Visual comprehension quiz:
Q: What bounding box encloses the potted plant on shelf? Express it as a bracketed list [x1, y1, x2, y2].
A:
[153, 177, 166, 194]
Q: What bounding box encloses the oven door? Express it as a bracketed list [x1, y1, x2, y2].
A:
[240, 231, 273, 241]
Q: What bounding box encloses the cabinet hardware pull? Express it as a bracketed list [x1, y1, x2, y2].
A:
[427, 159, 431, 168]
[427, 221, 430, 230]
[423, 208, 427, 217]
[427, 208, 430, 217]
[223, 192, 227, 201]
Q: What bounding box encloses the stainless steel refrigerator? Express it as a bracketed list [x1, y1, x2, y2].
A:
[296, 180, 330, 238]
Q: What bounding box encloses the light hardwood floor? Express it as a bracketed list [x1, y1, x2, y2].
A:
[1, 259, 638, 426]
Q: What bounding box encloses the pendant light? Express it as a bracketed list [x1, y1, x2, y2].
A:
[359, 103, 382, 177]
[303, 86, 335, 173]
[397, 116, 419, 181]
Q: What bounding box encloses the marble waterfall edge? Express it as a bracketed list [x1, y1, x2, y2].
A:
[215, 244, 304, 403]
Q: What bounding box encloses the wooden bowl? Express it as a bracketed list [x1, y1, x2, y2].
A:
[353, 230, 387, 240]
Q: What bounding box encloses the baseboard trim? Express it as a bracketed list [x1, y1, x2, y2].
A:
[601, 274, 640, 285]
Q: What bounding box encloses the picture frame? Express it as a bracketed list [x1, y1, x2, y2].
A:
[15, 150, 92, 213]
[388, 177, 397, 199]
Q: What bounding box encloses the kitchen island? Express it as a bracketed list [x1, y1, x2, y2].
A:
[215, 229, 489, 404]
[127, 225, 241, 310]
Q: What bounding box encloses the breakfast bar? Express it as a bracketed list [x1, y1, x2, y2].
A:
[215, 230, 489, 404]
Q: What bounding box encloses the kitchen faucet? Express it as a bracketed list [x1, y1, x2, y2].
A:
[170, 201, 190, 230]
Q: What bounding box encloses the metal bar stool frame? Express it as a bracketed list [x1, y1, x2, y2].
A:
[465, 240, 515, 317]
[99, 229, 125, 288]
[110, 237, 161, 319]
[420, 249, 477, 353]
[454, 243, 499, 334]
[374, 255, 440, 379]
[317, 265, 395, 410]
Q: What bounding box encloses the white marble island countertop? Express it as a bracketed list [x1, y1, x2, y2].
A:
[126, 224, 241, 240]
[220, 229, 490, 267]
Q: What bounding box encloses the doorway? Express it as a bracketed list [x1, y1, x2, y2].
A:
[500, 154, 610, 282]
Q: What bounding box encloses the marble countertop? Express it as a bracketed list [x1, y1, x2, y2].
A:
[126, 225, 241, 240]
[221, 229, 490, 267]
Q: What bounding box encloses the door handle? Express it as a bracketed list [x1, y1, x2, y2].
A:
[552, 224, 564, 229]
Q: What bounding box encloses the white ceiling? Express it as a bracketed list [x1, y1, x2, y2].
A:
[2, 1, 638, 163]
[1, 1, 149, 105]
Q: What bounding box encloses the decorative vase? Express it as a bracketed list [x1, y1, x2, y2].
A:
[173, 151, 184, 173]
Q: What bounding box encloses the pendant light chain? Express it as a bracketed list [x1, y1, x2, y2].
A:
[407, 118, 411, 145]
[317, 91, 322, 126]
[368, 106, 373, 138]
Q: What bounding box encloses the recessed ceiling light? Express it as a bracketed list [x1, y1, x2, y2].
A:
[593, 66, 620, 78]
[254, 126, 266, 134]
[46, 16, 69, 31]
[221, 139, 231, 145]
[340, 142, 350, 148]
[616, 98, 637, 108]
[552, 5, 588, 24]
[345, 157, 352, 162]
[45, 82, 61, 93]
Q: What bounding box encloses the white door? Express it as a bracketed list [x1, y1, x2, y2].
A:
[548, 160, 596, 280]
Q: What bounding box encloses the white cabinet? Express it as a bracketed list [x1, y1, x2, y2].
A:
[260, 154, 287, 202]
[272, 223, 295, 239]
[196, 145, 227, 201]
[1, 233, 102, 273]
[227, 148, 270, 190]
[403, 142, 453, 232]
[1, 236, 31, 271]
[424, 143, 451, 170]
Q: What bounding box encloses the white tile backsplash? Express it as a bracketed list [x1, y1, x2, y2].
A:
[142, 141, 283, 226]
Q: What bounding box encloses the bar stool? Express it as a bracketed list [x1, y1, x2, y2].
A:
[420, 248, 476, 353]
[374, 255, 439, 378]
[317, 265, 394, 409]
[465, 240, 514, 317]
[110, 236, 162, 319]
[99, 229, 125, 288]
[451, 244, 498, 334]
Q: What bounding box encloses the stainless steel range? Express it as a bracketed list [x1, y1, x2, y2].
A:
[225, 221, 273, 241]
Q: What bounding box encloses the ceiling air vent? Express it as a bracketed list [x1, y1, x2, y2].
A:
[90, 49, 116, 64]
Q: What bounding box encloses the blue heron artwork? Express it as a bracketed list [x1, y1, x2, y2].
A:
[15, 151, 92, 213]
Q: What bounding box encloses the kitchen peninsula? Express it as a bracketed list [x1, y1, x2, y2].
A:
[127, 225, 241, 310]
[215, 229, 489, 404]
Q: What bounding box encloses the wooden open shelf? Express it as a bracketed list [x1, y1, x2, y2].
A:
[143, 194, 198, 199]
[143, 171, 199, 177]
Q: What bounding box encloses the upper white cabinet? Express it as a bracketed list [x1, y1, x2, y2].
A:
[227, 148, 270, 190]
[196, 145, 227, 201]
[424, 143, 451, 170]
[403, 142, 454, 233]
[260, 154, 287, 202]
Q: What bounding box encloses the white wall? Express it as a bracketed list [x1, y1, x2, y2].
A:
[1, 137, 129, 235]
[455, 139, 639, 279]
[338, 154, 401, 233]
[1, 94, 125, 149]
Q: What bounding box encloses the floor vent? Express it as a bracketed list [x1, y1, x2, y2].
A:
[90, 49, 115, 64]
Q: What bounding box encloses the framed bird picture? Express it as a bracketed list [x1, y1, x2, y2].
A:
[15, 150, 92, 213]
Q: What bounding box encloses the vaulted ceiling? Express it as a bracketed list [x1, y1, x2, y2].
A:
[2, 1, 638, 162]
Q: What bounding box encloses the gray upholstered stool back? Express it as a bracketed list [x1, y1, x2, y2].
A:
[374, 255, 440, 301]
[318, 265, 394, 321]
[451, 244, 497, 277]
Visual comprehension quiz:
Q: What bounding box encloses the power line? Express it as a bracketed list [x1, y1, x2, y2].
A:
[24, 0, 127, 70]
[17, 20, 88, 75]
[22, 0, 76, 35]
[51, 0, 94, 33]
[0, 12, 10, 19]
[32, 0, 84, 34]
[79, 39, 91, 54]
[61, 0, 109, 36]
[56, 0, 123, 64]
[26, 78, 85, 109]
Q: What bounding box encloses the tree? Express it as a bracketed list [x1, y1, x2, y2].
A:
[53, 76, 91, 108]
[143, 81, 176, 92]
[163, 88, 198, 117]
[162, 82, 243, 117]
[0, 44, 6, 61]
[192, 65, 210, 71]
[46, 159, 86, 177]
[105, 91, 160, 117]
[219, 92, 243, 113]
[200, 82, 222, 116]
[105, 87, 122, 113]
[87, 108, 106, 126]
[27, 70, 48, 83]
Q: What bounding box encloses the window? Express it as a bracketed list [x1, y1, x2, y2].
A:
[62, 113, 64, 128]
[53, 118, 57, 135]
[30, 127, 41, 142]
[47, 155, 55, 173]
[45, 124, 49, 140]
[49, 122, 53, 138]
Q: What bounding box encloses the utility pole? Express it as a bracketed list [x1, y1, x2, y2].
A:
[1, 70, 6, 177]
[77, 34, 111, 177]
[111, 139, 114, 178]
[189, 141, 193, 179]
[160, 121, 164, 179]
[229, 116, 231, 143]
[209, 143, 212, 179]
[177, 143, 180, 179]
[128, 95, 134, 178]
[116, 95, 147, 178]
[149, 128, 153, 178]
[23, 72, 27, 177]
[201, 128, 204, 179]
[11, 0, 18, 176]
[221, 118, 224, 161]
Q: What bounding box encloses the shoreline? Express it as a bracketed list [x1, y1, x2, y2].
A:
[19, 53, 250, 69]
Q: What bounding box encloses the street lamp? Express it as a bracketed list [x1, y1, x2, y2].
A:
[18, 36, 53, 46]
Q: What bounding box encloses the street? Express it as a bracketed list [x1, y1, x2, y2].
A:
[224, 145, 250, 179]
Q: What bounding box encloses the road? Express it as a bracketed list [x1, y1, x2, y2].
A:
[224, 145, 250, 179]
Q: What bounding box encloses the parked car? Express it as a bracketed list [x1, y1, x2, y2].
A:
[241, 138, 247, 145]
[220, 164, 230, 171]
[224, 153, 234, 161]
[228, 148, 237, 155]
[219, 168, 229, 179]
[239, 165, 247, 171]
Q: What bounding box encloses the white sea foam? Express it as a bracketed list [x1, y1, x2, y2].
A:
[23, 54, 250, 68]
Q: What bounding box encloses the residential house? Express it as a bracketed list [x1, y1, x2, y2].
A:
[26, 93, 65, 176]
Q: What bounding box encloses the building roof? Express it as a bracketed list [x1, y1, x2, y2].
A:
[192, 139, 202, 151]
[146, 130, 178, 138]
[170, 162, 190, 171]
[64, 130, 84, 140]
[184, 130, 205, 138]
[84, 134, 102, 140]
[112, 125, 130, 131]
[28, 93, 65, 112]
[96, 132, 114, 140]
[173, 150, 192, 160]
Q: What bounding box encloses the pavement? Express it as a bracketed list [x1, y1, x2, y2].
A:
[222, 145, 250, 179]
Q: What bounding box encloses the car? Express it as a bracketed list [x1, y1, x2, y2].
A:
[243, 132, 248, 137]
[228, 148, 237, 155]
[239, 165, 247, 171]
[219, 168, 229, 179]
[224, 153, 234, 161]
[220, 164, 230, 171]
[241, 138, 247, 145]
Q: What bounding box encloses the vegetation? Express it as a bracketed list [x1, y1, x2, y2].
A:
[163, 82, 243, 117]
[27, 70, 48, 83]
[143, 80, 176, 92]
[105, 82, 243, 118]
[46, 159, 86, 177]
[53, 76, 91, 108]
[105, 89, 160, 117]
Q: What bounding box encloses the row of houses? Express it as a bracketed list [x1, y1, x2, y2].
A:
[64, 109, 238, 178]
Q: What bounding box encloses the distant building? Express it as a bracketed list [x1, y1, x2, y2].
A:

▶ TRY IT
Collect, from the material above, every line containing the word "picture".

▶ REPLY
Q: What bounding box encloses the picture frame? Express it as a bracketed list [x1, y1, x2, y2].
Q: What bounding box encloses the framed bird picture? Express it as a bracketed list [x1, y1, x2, y2].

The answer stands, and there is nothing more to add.